─── STORED DATA ───

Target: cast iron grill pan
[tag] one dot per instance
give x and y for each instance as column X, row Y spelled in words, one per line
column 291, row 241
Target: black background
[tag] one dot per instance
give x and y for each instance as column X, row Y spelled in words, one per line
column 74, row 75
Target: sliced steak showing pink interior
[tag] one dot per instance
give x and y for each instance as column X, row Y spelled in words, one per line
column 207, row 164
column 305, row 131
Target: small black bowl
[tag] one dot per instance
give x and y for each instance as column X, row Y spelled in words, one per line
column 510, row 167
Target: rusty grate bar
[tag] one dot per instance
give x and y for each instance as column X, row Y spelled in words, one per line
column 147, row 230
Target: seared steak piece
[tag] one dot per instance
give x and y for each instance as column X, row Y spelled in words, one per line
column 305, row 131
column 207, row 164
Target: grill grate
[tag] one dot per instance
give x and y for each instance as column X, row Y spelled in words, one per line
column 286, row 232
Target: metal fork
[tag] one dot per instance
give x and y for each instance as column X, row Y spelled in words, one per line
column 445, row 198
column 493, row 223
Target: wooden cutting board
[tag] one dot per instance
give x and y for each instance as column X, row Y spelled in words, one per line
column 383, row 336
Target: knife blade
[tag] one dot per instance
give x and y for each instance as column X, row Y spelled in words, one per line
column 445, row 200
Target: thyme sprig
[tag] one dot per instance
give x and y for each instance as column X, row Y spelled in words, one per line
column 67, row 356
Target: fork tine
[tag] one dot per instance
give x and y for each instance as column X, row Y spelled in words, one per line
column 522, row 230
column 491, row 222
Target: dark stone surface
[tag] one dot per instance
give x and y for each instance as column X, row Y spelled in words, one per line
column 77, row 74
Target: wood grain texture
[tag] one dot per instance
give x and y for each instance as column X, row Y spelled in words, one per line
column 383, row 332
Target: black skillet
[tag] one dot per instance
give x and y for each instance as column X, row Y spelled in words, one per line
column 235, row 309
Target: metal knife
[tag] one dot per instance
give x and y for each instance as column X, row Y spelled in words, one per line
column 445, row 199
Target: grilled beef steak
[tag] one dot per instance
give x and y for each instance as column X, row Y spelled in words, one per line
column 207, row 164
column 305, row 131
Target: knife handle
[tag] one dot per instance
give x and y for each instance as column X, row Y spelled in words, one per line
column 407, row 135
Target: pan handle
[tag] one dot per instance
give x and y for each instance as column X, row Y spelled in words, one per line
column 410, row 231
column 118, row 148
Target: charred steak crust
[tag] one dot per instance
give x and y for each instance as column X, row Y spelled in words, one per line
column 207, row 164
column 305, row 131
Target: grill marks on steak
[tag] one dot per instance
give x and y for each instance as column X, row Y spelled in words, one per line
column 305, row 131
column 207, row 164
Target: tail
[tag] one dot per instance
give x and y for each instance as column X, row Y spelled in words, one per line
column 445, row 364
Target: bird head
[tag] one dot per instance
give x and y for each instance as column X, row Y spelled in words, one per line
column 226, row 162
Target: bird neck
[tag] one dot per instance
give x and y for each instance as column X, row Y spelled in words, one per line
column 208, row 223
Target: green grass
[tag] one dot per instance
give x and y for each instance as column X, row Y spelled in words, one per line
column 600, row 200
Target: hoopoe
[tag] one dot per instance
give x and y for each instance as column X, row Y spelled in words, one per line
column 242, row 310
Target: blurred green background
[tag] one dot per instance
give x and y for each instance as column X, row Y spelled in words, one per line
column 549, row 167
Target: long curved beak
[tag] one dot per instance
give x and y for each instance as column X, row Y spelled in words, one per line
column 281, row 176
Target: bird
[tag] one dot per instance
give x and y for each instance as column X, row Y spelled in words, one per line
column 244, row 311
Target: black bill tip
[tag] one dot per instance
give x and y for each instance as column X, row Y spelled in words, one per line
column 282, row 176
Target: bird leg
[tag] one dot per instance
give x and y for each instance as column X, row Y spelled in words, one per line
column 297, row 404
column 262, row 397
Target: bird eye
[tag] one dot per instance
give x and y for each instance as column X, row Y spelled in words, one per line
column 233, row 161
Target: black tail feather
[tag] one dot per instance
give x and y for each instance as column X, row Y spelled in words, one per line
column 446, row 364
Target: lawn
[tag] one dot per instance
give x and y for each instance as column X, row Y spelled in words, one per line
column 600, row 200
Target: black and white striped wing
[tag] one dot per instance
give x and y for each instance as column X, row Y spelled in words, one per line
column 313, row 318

───

TASK TO CARRY OUT: All of the entries should be written out again exactly.

REPLY:
Target: cast iron grill pan
[tag] one dot per instance
give x and y for each instance as column X, row Y spelled in words, one per line
column 291, row 241
Target: black background
[tag] one dot per instance
give x and y for each instance as column X, row Y spelled in words, one per line
column 74, row 75
Target: sliced steak showing pink interior
[tag] one dot per instance
give x and y for each instance as column X, row Y spelled in words, one per line
column 207, row 164
column 305, row 131
Target: small black bowl
[tag] one dot per instance
give x and y for each instance as column X, row Y spelled in words, one per line
column 510, row 167
Target: rusty grate bar
[tag] one dot per instance
give x and y for each instance as column X, row Y spelled in words, one per line
column 147, row 230
Target: seared steak piece
[tag] one dot per instance
give x and y for each instance as column X, row Y spelled in words, one per line
column 305, row 131
column 207, row 164
Target: grill grate
[tag] one dot per instance
give x and y for each instance as column X, row Y spelled in words, one per line
column 286, row 232
Target: metal fork
[tag] one dot per instance
give x and y for each instance as column X, row Y spelled in words, one per line
column 445, row 198
column 493, row 223
Target: wooden cutting board
[tag] one dot per instance
give x and y for each instance as column X, row Y spelled in words, one per line
column 383, row 336
Target: knife blade
[tag] one dot per instance
give x and y for each instance as column X, row Y spelled in words, one per line
column 445, row 200
Target: thyme sprig
[tag] one dot per instance
give x and y for each instance as column X, row Y spelled in words, one per line
column 67, row 356
Target: fork tine
[tag] one dot per instance
give x and y for each instance as column X, row Y spelled in words, one per line
column 522, row 230
column 491, row 222
Target: dark stone surface
[tag] one dot per instance
give x and y for each instance as column X, row Y spelled in words, one per line
column 77, row 74
Target: wood grain texture
[tag] one dot per instance
give x and y for each instance as column X, row Y spelled in words, one per line
column 383, row 332
Target: black skillet
[tag] one dot per instance
give x and y for each instance as column X, row Y spelled in words, one per line
column 235, row 309
Target: metal knife
[tag] one dot per instance
give x and y for each instance as column X, row Y spelled in words, one per line
column 445, row 199
Target: grilled beef steak
[tag] one dot per instance
give x and y for each instance as column X, row Y spelled in words, one per line
column 207, row 164
column 305, row 131
Target: knife handle
[tag] one dot per instance
give x and y for each instance as column X, row Y spelled in words, one per line
column 407, row 135
Target: pan handle
[tag] one dot per instance
give x and y for each instance as column X, row Y spelled in words, one per line
column 410, row 231
column 118, row 148
Target: charred steak crust
[tag] one dot per instance
give x and y for each instance as column X, row Y spelled in words, one per line
column 207, row 164
column 305, row 131
Target: grill marks on steak
[tag] one dot per instance
give x and y for each instance as column X, row Y spelled in words, one per line
column 305, row 131
column 207, row 164
Target: tail
[tag] one dot per instance
give x and y for each instance as column X, row Y spelled in words, one per line
column 445, row 364
Target: bird head
[tag] one dot per instance
give x and y for each instance as column X, row Y spelled in words, one per line
column 226, row 162
Target: bird neck
[tag] one dot per instance
give x and y for each instance as column X, row Y spelled in words, one per line
column 208, row 223
Target: green grass
[tag] one dot per instance
give x and y for each instance as column X, row Y spelled in words, one per line
column 600, row 200
Target: hoopoe
[tag] one dot per instance
give x and y for each instance as column X, row Y spelled in words, one per line
column 242, row 310
Target: blurred green background
[tag] one dot per instance
give x and y for each instance as column X, row Y spelled in words, one per line
column 549, row 167
Target: long curved beak
[tag] one dot per instance
give x and y for each instance as column X, row Y spelled in words, one per line
column 281, row 176
Target: bird
[tag] one dot per instance
give x and y for each instance as column X, row Y spelled in words, one per line
column 244, row 311
Target: black bill tip
[tag] one dot per instance
give x and y for each instance as column X, row Y spelled in words, one per line
column 282, row 176
Target: bird leg
[tag] one dot per instance
give x and y for each instance as column X, row Y spelled in words, one per line
column 297, row 404
column 262, row 397
Target: bird eye
[tag] one dot per instance
give x and y for each instance as column X, row Y spelled in words, one per line
column 233, row 161
Target: black tail feather
[tag] one dot per instance
give x and y for each instance as column X, row Y spelled in words, one per line
column 446, row 364
Target: lawn
[tag] one dot per instance
give x and y for each instance as column X, row Y spelled in words, one per line
column 600, row 200
Target: black and white striped wing
[tag] one dot per instance
give x and y for each instance as column X, row Y spelled in words, one per line
column 313, row 318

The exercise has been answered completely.